> **SOURCE DOCUMENT**
□ □ □
A shockwave reverberated through the Alzheimer's research community today after pharmaceutical company Biogen announced it was discontinuing two massive final phase human trials into the previously promising Alzheimer's drug aducanumab. The announcement is the latest in a long line of failed Alzheimer's drugs targeting the popular amyloid protein hypothesis.
2019 is shaping up to be a rough year for Alzheimer's researchers and pharmaceutical companies. Back in January pharma giant Roche announced it was stopping its major human trials into a drug called crenezumab. Deep into phase 3 trials, and following on from years of study, the early final trial results suggested the drug simply didn't work to slow, or reverse, the damage from Alzheimer's disease.
Now, barely two months later, neurological pharma outfit Biogen has pulled the plug on its Alzheimer's drug. Perhaps even more disappointing than prior negative announcements, aducanumab has been one of the most promising potential Alzheimer's treatments moving through the pipeline over the past few years.
Aducanumab was developed by examining immune cells from unusually cognitively healthy senior citizens. A particular antibody was isolated that seemed to specifically target the toxic amyloid proteins commonly associated with Alzheimer's. Early clinical trial results proved exciting, showing the antibody effectively, and safely, cleared amyloid plaques from Alzheimer's patients, and improved cognitive symptoms.
All eyes were on this large final phase human trial that has been running for the past few years. In this disappointing announcement from Biogen the company says the decision to discontinue all trials into aducanumab was based on a recommendation from an independent data monitoring committee. Early evaluation of the results so far suggested the drug was not working and would not meet its primary endpoint goals.
"This disappointing news confirms the complexity of treating Alzheimer's disease and the need to further advance knowledge in neuroscience," says Biogen CEO Michel Vounatsos. "We are incredibly grateful to all the Alzheimer's disease patients, their families and the investigators who participated in the trials and contributed greatly to this research."
The failure of yet another Alzheimer's drug targeting amyloid pathways has again rekindled debate over whether scientists are pursuing the right target for Alzheimer's treatments. A near constant parade of discontinued clinical trials have consistently failed in reversing, or even slowing, the cognitive decline associated with Alzheimer's, causing some researchers to question the fundamental veracity of the amyloid hypothesis.
"Something is wrong with the way we're thinking about Alzheimer's and amyloid, folks, something is wrong," writes researcher Derek Lowe, a long-time skeptic of the amyloid hypothesis. "It's been wrong for a long time and that's been clear for a long time. Do something else."
John Hardy, a professor of neuroscience from University College London, suggests the problem may not be in targeting amyloid itself, but instead could be more related to the disease stage many of these trials are focused on. It has been hypothesized that once amyloid has aggregated and caused neurological damage it is too late to try these kinds of anti-amyloid treatments.
□ □ □
> **WORK TO COMPLETE**
a) Name every person the aducanumab trials article mentions by name.
b) Reproduce the passage of the aducanumab trials article that starts at "Aducanumab was developed" and ends at "improved cognitive symptoms.".
□ □ □
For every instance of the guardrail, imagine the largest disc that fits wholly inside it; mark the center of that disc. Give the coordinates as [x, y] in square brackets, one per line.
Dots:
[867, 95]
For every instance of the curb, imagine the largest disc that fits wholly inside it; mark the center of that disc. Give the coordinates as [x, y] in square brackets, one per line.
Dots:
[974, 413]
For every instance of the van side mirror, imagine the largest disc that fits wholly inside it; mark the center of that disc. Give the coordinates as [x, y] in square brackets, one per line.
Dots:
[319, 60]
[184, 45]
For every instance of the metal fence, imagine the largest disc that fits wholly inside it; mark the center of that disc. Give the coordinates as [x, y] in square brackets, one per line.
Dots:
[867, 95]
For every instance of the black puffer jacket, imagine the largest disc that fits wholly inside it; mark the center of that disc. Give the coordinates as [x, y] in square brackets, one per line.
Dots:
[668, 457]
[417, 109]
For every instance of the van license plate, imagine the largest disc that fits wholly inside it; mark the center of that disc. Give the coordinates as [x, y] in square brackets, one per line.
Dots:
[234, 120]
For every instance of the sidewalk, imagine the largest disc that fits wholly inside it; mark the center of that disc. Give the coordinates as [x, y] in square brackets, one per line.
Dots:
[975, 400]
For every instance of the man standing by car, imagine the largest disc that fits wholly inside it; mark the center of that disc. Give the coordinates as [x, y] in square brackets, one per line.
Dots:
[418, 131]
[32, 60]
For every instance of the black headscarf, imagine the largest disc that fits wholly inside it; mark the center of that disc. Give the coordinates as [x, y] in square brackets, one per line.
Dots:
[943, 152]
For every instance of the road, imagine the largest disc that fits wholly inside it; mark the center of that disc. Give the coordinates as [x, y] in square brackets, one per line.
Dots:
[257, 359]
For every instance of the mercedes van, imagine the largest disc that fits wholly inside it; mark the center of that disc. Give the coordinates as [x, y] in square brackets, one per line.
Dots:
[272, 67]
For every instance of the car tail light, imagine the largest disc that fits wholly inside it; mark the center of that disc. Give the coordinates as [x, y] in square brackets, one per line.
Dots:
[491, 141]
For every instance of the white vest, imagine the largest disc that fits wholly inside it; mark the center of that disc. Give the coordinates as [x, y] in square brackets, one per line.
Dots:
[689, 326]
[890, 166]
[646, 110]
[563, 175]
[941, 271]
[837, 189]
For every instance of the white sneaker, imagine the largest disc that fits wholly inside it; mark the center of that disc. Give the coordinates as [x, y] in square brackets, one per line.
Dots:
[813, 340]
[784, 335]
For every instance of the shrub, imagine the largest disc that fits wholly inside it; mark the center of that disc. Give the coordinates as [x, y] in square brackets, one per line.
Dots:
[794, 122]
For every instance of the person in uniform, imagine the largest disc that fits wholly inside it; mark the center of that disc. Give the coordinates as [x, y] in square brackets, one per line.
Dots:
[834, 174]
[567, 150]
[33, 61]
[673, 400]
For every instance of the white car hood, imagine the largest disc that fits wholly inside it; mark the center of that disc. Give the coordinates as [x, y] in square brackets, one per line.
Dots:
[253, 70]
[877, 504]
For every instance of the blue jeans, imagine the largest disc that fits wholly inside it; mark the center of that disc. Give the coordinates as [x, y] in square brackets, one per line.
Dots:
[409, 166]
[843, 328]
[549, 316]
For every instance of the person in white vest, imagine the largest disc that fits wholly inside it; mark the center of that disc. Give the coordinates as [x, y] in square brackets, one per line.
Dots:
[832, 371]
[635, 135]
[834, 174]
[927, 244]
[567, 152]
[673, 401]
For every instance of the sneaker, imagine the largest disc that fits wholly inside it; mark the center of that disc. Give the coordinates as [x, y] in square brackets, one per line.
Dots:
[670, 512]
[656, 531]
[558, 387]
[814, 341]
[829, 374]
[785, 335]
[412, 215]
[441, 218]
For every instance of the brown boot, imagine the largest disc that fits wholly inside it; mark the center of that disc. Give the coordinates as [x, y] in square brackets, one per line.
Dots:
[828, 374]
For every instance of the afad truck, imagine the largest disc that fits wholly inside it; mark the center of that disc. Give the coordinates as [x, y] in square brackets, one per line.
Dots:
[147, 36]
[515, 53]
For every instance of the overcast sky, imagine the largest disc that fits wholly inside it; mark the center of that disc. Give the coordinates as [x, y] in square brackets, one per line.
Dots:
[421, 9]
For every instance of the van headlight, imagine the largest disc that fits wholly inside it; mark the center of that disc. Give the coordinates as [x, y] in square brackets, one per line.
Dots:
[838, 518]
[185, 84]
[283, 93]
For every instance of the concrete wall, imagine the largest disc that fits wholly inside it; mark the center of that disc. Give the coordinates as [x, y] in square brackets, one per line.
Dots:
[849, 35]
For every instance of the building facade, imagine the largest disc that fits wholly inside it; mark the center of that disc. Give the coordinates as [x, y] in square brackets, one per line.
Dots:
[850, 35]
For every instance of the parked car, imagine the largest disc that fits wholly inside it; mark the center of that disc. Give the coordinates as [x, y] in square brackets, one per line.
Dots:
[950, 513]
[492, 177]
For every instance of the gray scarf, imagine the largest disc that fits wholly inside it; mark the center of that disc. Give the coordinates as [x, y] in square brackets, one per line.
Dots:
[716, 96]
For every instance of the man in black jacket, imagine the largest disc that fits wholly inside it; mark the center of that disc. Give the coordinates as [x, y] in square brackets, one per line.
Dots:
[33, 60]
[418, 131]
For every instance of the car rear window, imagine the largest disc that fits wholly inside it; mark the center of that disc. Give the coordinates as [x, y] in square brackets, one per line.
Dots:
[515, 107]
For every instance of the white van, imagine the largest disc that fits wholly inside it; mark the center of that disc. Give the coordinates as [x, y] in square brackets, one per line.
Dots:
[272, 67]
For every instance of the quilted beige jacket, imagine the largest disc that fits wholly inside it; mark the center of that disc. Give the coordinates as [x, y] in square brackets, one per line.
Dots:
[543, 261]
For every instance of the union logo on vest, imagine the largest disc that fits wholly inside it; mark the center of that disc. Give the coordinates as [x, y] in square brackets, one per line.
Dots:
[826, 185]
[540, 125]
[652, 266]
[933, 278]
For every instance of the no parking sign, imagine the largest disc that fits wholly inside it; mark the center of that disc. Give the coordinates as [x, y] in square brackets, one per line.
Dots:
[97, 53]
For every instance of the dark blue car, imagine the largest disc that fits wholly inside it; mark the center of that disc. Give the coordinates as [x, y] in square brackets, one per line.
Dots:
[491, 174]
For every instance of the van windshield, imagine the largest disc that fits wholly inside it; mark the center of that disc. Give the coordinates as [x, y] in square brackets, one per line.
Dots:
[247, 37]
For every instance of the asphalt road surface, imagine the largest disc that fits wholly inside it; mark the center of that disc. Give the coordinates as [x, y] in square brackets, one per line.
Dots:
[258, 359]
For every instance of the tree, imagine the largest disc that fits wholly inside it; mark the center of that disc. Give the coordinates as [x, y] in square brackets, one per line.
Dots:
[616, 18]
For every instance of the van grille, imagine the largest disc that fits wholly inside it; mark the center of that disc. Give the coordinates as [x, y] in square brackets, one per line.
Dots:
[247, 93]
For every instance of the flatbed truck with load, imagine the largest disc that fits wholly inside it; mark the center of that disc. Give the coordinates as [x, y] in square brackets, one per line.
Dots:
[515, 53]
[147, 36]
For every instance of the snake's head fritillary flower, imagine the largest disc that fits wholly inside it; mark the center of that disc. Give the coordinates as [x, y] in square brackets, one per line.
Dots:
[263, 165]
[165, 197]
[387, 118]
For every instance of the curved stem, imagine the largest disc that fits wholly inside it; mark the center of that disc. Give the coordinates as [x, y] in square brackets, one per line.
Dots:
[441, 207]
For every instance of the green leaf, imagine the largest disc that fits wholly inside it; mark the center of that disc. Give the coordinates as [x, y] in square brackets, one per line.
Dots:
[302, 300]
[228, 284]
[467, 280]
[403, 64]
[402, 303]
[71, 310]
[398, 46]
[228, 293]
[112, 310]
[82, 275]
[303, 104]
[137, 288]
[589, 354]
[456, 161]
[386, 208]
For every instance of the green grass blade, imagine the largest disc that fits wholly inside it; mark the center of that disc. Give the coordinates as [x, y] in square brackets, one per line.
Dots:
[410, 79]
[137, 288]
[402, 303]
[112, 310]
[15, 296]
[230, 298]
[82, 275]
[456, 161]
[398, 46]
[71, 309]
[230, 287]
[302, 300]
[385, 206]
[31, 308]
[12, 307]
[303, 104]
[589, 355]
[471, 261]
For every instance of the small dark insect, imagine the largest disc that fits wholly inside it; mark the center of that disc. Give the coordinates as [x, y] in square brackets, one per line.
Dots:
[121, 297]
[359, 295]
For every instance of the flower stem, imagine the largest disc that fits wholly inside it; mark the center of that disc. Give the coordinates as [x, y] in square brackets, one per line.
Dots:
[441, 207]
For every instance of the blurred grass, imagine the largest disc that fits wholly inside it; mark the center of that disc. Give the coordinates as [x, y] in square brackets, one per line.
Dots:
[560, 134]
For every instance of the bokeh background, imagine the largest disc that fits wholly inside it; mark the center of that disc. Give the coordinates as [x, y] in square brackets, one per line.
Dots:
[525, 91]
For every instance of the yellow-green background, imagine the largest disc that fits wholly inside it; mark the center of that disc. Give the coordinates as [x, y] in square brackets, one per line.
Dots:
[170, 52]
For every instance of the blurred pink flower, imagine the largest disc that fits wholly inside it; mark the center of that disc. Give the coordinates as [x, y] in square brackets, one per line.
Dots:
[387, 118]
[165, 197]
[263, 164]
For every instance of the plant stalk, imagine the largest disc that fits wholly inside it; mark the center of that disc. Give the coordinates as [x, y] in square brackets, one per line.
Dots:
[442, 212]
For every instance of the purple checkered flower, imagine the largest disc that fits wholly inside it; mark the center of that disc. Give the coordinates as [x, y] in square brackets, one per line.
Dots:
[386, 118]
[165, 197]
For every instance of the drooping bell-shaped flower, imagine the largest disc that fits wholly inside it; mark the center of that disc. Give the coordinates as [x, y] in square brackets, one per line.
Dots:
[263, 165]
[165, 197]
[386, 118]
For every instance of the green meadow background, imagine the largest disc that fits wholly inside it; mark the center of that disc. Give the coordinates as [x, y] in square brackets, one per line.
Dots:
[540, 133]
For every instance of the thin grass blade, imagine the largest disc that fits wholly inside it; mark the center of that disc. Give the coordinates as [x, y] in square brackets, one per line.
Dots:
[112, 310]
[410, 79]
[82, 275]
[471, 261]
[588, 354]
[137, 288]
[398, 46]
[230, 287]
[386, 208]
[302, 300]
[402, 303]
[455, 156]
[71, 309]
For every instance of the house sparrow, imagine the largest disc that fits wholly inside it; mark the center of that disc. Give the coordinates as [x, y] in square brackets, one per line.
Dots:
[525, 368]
□ □ □
> **RESULTS IN ORDER**
a) Michel Vounatsos, Derek Lowe, John Hardy

b)
Aducanumab was developed by examining immune cells from unusually cognitively healthy senior citizens. A particular antibody was isolated that seemed to specifically target the toxic amyloid proteins commonly associated with Alzheimer's. Early clinical trial results proved exciting, showing the antibody effectively, and safely, cleared amyloid plaques from Alzheimer's patients, and improved cognitive symptoms.